- SET EXERCISE -
Tally the lines of the listing below that contain the string "wooden". Reply with that number alone.

- AVAILABLE RECORDS -
#####
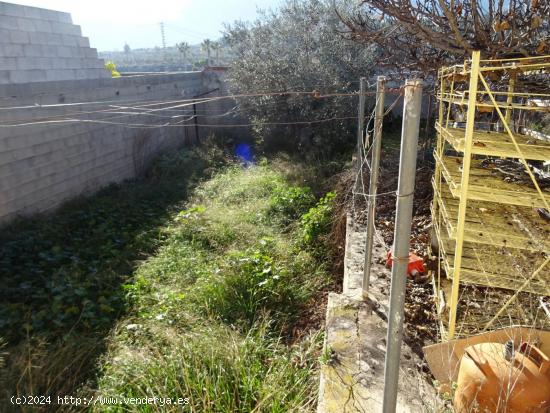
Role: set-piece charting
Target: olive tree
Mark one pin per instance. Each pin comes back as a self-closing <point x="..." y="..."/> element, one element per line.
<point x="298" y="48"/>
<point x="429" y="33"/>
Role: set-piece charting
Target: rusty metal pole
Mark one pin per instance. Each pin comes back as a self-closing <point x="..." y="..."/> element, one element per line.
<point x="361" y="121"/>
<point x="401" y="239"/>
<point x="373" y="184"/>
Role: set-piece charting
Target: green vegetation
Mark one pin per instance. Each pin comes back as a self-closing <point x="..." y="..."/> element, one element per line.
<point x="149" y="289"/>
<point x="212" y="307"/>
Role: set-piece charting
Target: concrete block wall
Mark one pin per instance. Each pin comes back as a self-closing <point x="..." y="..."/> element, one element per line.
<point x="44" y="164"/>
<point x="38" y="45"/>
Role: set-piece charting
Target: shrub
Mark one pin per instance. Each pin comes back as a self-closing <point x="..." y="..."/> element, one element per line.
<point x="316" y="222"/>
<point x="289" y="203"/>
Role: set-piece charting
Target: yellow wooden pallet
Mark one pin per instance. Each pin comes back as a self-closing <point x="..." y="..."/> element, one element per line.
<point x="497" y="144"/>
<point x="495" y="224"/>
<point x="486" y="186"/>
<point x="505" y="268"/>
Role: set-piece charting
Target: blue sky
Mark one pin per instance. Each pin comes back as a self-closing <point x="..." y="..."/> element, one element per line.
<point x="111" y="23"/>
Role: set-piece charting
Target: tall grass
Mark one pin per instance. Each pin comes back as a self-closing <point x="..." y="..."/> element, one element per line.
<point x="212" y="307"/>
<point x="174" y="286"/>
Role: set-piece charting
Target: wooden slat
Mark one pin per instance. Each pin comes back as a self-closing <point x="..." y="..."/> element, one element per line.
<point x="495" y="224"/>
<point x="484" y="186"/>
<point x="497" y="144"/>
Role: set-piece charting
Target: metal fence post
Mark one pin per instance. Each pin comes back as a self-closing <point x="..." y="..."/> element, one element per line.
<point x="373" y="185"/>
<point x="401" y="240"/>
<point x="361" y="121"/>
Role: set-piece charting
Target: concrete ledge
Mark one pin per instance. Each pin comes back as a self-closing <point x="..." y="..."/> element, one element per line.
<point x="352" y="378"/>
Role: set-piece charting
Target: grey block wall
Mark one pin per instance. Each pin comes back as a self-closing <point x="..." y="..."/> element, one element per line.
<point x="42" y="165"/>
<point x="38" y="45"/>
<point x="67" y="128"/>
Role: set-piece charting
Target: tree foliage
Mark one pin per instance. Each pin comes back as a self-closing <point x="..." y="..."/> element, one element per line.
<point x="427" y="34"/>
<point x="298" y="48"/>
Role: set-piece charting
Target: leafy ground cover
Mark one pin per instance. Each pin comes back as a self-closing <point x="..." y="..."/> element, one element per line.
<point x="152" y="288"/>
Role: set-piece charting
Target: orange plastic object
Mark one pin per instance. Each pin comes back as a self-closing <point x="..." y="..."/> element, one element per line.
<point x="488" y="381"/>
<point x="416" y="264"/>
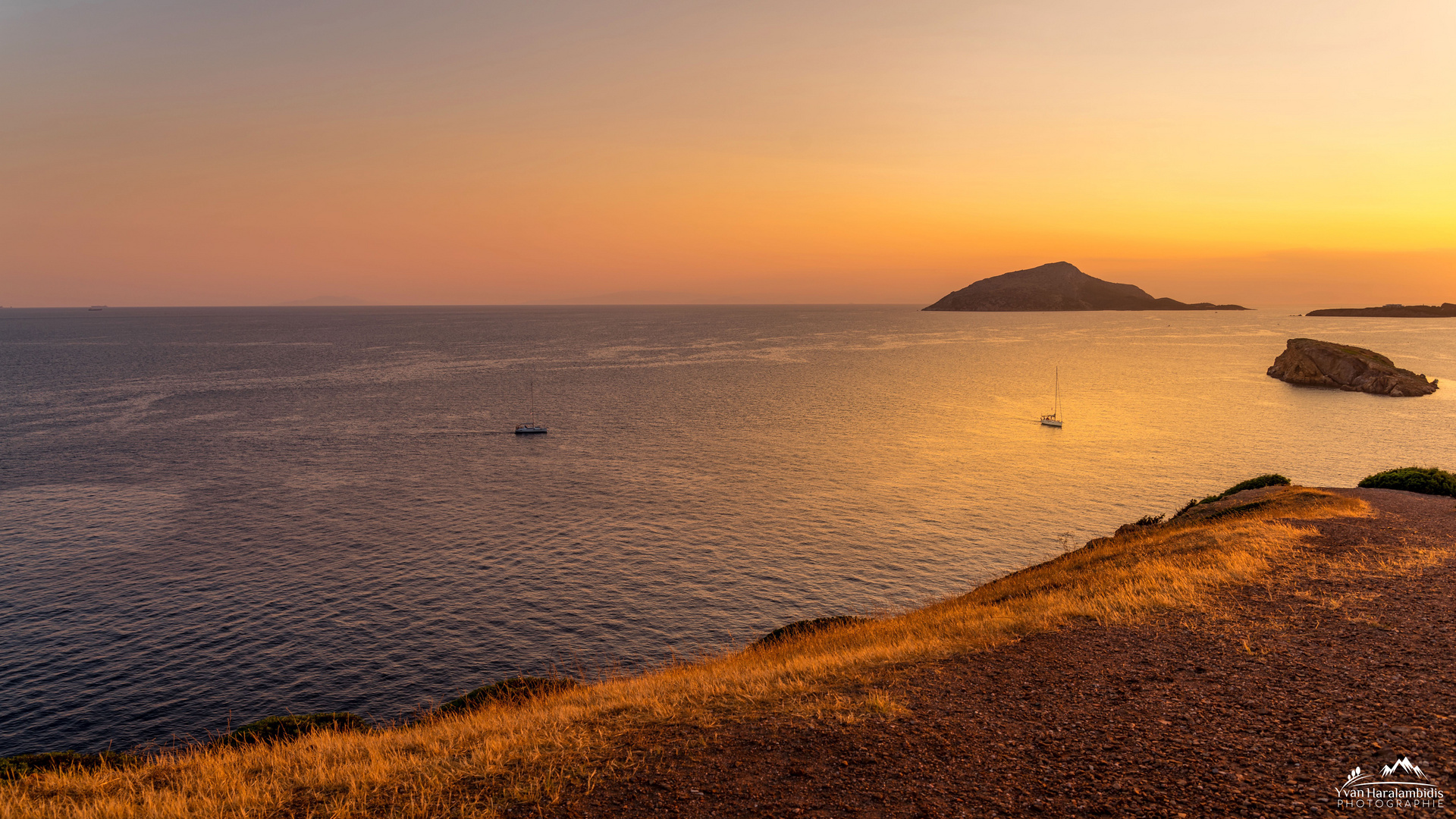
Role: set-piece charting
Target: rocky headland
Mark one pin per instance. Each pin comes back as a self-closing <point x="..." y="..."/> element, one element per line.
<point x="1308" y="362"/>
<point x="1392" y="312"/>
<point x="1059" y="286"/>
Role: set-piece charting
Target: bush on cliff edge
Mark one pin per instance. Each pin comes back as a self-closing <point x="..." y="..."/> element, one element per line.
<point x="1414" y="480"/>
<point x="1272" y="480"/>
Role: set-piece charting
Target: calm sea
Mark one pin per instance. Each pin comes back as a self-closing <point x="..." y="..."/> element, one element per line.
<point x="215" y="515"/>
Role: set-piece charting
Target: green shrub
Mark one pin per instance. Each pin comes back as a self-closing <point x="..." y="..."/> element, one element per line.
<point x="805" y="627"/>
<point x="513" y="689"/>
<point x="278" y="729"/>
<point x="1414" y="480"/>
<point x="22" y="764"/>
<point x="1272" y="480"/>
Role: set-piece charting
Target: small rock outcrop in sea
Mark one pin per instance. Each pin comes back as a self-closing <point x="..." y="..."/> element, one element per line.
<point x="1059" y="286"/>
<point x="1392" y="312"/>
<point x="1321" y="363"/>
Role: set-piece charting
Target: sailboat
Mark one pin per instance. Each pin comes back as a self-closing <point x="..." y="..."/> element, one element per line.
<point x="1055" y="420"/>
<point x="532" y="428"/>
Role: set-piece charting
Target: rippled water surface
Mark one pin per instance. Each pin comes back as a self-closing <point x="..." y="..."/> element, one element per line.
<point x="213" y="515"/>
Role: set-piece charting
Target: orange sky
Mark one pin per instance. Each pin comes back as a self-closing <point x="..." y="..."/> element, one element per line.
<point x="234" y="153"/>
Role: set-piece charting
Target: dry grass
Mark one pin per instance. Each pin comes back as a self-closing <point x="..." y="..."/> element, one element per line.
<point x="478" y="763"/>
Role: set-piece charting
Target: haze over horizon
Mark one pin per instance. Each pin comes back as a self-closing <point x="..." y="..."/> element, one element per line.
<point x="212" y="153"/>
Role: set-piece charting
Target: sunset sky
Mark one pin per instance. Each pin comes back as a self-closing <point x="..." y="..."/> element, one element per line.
#####
- PROBLEM SOLUTION -
2